Point placement records:
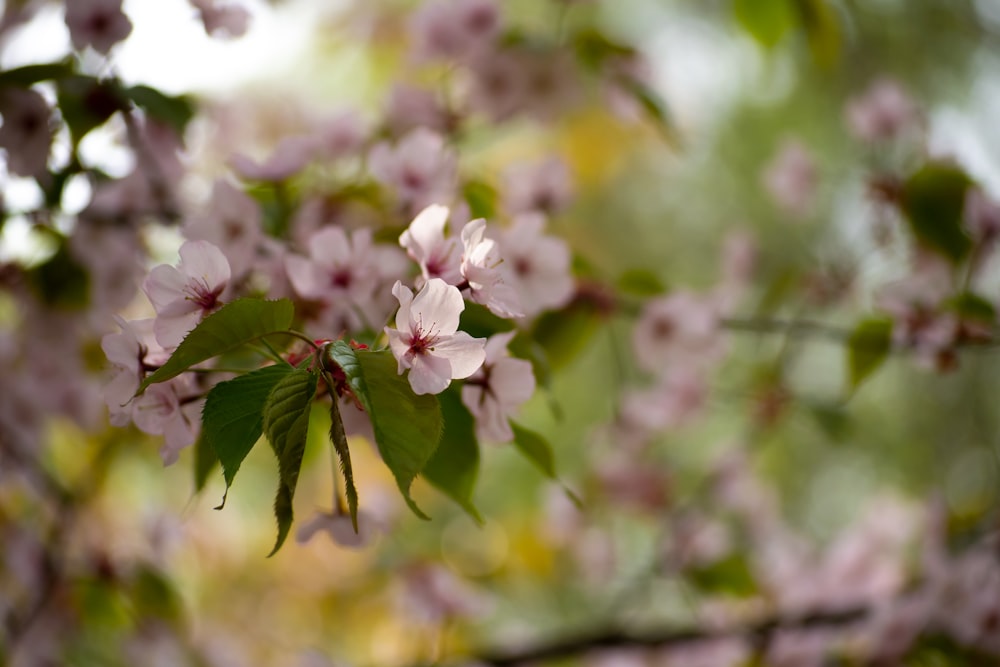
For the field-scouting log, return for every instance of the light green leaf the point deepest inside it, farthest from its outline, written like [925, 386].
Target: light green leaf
[407, 426]
[933, 200]
[235, 324]
[767, 21]
[232, 419]
[286, 424]
[454, 467]
[867, 347]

Exercise description –
Print every line of the records above unchanged, leaving out the pictures.

Exercise answer –
For the field-scouting log, return for every instance of the light green leaf the point deepest inside it, farthest from its outline, written like [925, 386].
Target: light green leaf
[407, 426]
[933, 200]
[235, 324]
[767, 21]
[232, 419]
[286, 424]
[454, 467]
[867, 347]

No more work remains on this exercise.